[Extracted records]
========

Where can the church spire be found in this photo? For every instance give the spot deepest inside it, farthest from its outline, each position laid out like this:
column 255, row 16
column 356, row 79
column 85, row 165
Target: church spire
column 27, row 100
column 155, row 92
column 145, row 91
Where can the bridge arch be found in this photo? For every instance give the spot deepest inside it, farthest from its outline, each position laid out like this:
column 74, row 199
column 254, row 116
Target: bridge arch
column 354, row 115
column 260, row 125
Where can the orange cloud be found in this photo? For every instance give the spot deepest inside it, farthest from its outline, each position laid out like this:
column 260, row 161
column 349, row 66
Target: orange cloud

========

I need each line of the entries that holds the string "every" located and copied.

• **REPLY**
Where can the church spire be found in this photo? For every instance give the spot deepest inside it, farthest from its outline, each position laid out like this:
Where can the bridge arch be found in this photo? For every instance give the spot deepest inside it, farthest from its outline, each position laid out like this:
Where can the orange cloud be found in this photo? For every instance give the spot deepest inside it, farthest from its outline, each position laid out like this:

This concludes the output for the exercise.